Print the records word for word, starting at their first line and ending at the line that contains "[512,276,720,644]".

── RECORDS TO USE

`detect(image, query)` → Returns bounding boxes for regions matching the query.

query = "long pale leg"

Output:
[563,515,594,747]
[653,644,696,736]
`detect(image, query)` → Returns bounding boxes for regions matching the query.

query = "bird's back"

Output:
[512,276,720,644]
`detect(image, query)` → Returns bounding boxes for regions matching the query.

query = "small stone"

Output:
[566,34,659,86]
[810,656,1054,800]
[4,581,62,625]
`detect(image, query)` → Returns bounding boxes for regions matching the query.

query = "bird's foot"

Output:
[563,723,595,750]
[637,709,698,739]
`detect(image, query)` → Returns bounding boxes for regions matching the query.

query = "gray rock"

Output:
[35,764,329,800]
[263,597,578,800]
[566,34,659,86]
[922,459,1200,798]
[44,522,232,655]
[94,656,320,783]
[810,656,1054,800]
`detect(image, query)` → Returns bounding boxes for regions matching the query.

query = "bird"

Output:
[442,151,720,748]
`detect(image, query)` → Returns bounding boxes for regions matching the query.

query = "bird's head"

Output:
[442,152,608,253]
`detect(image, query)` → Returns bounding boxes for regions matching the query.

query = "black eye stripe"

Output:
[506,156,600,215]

────

* _FULL OUTPUT_
`detect(image, query)` → Returns bounding boxes for regions matching the query.

query = "long pale leg"

Output:
[563,515,594,747]
[653,644,696,736]
`detect(image, query)` → Returns bounding boxes for regions matching the query.

query = "bird's back"

Output:
[512,276,720,644]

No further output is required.